Given task → Please rewrite the listing below line by line, requests included, scaling each point coordinate in the answers by 2.3 and rounding to whole numbers, with halves rounded up. Leave the sample points in the requests unchanged, and omit the pictures.

Data to process →
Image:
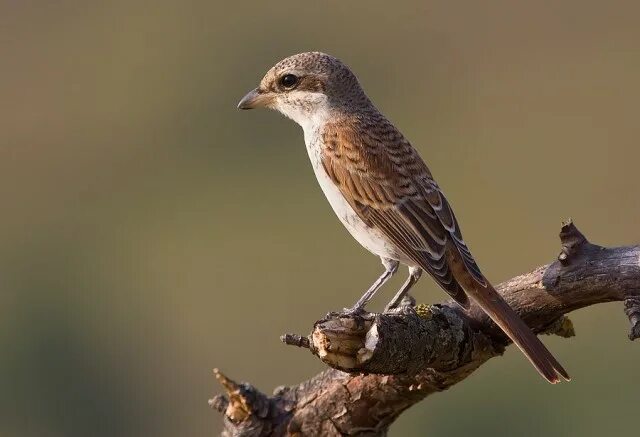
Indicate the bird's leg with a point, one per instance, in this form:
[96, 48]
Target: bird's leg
[390, 267]
[414, 275]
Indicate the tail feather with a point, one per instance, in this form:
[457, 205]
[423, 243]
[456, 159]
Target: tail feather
[501, 313]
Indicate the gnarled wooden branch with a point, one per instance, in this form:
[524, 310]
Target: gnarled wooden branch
[384, 363]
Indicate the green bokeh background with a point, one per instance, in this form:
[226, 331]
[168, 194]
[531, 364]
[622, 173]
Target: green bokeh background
[149, 231]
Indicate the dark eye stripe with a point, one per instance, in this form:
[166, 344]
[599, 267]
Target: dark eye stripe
[289, 81]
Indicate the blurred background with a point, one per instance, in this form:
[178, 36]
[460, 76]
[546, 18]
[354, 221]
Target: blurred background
[149, 231]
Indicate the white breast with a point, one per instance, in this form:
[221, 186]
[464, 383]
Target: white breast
[372, 239]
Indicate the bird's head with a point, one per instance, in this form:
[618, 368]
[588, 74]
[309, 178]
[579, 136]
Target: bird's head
[307, 87]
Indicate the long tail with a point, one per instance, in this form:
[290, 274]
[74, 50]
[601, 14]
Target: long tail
[501, 313]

Solution for this exercise →
Image:
Indicate the bird's leg with a point, one per instance, in this form:
[96, 48]
Target: bird's leg
[897, 614]
[952, 633]
Indicate the tail feather with a point, one per instance, in this form:
[457, 205]
[423, 243]
[456, 159]
Target: tail feather
[1152, 720]
Indicate the gnarled wooden branch with a point, one per instance, in this form:
[524, 310]
Target: gnarled wooden branch
[883, 835]
Indicate the green bokeh background with a point, one per instance, in this form:
[226, 331]
[168, 194]
[531, 364]
[622, 173]
Target: green bokeh background
[343, 531]
Indicate the dark eye stripe with a point, one per instance, in this form:
[166, 344]
[599, 267]
Target: dark eye stripe
[665, 186]
Indicate the blurred background with a point, one per instance, in this form:
[178, 36]
[460, 76]
[546, 18]
[354, 221]
Target: blurred background
[343, 531]
Indicate the white breast with a point, one per instance, in this form:
[221, 186]
[464, 383]
Target: white breast
[856, 550]
Indicate the bird's head with a point, one per instance, in this form:
[618, 368]
[588, 74]
[309, 178]
[579, 136]
Target: bird's head
[706, 200]
Indicate the long tail with a point, one per instance, in this form:
[290, 274]
[74, 50]
[601, 14]
Target: long tail
[1152, 720]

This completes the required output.